Set down the data below without change, skipping the pictures it holds.

• _RECORDS FOR THIS EXERCISE_:

<<<<

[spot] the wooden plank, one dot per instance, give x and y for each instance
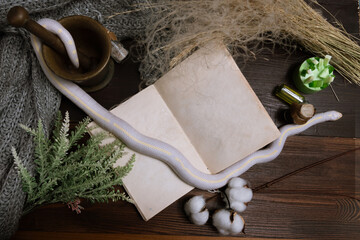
(264, 74)
(312, 204)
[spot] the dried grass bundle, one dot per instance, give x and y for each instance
(176, 28)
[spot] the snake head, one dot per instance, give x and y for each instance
(333, 115)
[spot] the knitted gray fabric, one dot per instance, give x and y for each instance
(25, 93)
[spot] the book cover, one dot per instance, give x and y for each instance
(206, 109)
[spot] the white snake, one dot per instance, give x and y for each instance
(153, 147)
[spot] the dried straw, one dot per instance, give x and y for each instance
(177, 28)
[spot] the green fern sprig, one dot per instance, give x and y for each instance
(67, 170)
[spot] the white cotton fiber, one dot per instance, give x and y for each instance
(238, 194)
(195, 204)
(238, 206)
(200, 218)
(224, 223)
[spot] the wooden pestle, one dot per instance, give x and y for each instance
(19, 17)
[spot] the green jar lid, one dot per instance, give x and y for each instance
(314, 74)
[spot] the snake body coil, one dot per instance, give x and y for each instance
(158, 149)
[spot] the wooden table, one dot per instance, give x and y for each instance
(310, 191)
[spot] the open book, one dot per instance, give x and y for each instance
(206, 109)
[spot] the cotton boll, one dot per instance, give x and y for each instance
(238, 206)
(228, 222)
(195, 209)
(238, 194)
(195, 204)
(200, 218)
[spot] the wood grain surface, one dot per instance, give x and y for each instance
(311, 191)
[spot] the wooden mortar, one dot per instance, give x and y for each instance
(92, 40)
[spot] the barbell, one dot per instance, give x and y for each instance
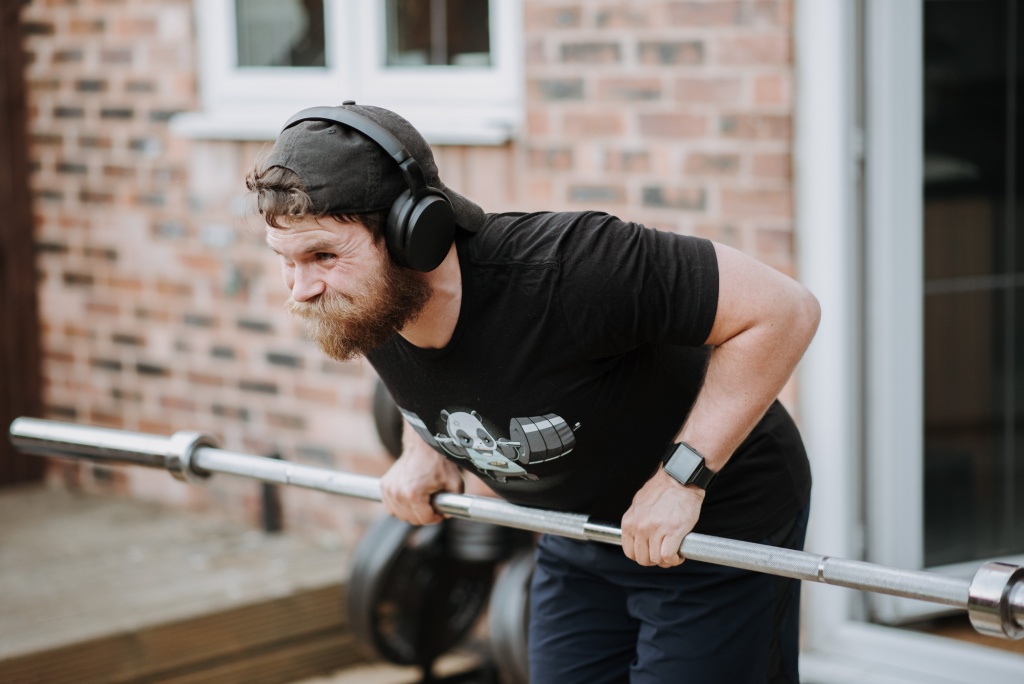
(993, 598)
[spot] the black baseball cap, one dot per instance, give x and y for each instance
(346, 172)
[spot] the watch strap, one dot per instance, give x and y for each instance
(686, 465)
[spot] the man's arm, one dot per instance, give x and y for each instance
(419, 473)
(764, 323)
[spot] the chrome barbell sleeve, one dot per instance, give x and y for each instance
(994, 599)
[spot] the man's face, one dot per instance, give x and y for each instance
(352, 297)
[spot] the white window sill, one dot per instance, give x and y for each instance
(441, 127)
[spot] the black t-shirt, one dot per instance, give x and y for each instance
(578, 354)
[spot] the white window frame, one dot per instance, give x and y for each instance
(840, 646)
(449, 104)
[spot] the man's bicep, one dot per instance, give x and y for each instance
(751, 293)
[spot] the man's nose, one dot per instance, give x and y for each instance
(307, 284)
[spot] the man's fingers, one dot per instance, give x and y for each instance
(670, 552)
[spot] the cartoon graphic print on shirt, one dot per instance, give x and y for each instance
(531, 440)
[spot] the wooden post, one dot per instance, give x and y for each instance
(20, 373)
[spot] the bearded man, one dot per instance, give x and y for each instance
(573, 361)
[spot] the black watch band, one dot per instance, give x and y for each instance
(686, 466)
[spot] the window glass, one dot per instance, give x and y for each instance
(454, 33)
(974, 302)
(280, 33)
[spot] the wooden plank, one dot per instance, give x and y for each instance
(96, 589)
(307, 627)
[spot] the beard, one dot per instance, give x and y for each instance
(345, 326)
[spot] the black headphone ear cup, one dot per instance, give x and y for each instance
(420, 231)
(430, 232)
(395, 233)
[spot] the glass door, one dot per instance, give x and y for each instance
(943, 289)
(974, 273)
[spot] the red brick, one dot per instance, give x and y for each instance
(594, 124)
(755, 49)
(565, 16)
(538, 122)
(712, 164)
(627, 160)
(323, 396)
(772, 89)
(717, 13)
(760, 203)
(593, 52)
(630, 16)
(671, 52)
(757, 126)
(205, 379)
(773, 166)
(596, 194)
(630, 89)
(684, 199)
(774, 246)
(709, 90)
(559, 159)
(673, 125)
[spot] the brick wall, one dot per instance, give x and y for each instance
(162, 308)
(677, 115)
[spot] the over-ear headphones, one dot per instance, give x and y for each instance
(421, 223)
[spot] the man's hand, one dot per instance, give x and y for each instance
(663, 513)
(418, 474)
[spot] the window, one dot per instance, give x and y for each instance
(454, 68)
(943, 316)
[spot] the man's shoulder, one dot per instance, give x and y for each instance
(541, 237)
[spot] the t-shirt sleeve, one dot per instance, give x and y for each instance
(623, 285)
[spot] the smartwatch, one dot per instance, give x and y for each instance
(685, 465)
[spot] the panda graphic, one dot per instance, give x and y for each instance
(532, 440)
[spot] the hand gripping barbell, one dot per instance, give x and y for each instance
(993, 599)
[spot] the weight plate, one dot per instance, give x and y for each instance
(408, 599)
(508, 618)
(387, 418)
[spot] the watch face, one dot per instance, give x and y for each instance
(683, 464)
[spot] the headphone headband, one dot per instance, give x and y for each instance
(407, 163)
(421, 222)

>>>>

• _WRITTEN SOLUTION_:
[spot] the wooden plank, one dot per instance, give x and y for each instance
(264, 74)
(312, 204)
[spot] the dried grass bundle, one dot per instance, give x and y for each instance
(176, 28)
[spot] the snake head, one dot per instance, give x and y for each instance
(333, 115)
[spot] the knitted gray fabric, one dot per instance, give x and y for each instance
(25, 93)
[spot] the book cover, one dot per instance, give x and y for each instance
(206, 109)
[spot] the white snake, one dot per instance, give x and y for each instance
(153, 147)
[spot] the dried straw, one dot per instance, give x and y for each instance
(177, 28)
[spot] the green fern sprig, one dot per instance, give x and y for each instance
(67, 170)
[spot] the white cotton fiber, one dot per instance, give x and y for each instance
(238, 194)
(195, 204)
(238, 206)
(200, 218)
(224, 223)
[spot] the wooden pestle, one dot per instance, give x and y for each instance
(19, 17)
[spot] the green jar lid, one dot per instance, give x and y for each instance
(314, 74)
[spot] the snake body coil, one dot per instance, give x and y for each instance
(158, 149)
[spot] the wooden table, one dot per instance, give x and y for each instance
(310, 191)
[spot] the open book, one dot per instance, give x and y for each instance
(206, 109)
[spot] the cotton boll, one dot per instance, give x and y for each instance
(238, 206)
(228, 222)
(195, 209)
(238, 194)
(195, 204)
(200, 218)
[spot] the wood grain surface, one dot per instance, give x and y for each instance
(311, 191)
[spot] the wooden mortar, one dot per instance, give x and y for each instance
(92, 40)
[spot] the barbell, one dot per instance, give x and y for each instance
(993, 598)
[spot] the black baseball cap, one dot per instance, give x and y for each instance
(346, 172)
[spot] the watch strap, one dot per instance, give x and y for each instance
(686, 465)
[spot] the man's arm, one dot per instance, give x and y for each instance
(419, 473)
(764, 323)
[spot] the chrome barbell sleeve, one dot per instance, give x and y for each instance
(994, 599)
[spot] the man's face, one dot per instance, give x and y for each instance
(352, 297)
[spot] the white window sill, one dot per instance, give x and y for each instance
(441, 127)
[spot] the black t-shirt, one dot per instance, give x and y for each instance
(578, 354)
[spot] the white window frame, one dot per instance, give x and y for each instance
(840, 646)
(449, 104)
[spot] the man's bicep, one dot per instance, give x and y for each instance
(751, 293)
[spot] the man's nose, one dot per instance, give x and y for each instance
(307, 284)
[spot] the man's fingers, one dot per instance, give x and y for each instance
(670, 552)
[spot] the cartoon graphic print on shirt, one dot per instance, give x and y for each instance
(531, 440)
[spot] the wooden post, one dot per instance, give x and y for each instance
(20, 373)
[spot] the bearded man, one dot per instance, give x and y for each instance
(573, 361)
[spot] the black watch band, one dot per instance, give x and y for each instance
(686, 466)
[spot] the window glass, one dot per instance, give x and y for each instance
(454, 33)
(974, 302)
(280, 33)
[spot] the wooden plank, one dot per instance, give x and y for each instance
(96, 589)
(307, 627)
[spot] the beard, one dot per instance, give x and y for each instance
(345, 326)
[spot] the black headphone ear cup, one dot per instance, give x and y for each instance
(420, 231)
(430, 232)
(395, 233)
[spot] the glass door, one dot per instance, give x and y for each instance
(943, 289)
(974, 273)
[spot] the red brick, one dot per instance, give x and y for each instance
(594, 124)
(755, 49)
(565, 16)
(538, 122)
(712, 164)
(627, 160)
(323, 396)
(772, 89)
(717, 13)
(760, 203)
(593, 52)
(630, 16)
(671, 52)
(757, 126)
(205, 379)
(773, 166)
(596, 194)
(630, 89)
(684, 199)
(774, 246)
(709, 90)
(559, 159)
(673, 125)
[spot] the brick wall, one dot per instance, give x and y for each instance
(162, 308)
(677, 115)
[spot] the over-ear headphones, one dot per instance, give x and y for each instance
(421, 223)
[spot] the man's hand, one dot per instance, give x and y for each instance
(663, 513)
(418, 474)
[spot] the window, one dot per instance, give x and y for each instance
(454, 68)
(943, 316)
[spot] the man's shoulder, one dot per instance, give x and y for each instance
(541, 237)
[spot] the t-shirt sleeve, one dot per instance, give x and y for each instance
(623, 285)
[spot] the smartwatch, one dot per instance, give x and y for each instance
(685, 465)
[spot] the panda graphic, one dot per instance, give x and y for each instance
(532, 440)
[spot] the hand gripping barbell, one dot per instance, give x and y for each instance
(993, 599)
[spot] the weight plate, one dot per instance, give x and y for each instance
(408, 599)
(508, 618)
(387, 418)
[spot] the watch face, one dot per instance, give x and y for each instance
(683, 464)
[spot] the headphone headband, one dot per instance, give x and y for each instance
(407, 163)
(421, 222)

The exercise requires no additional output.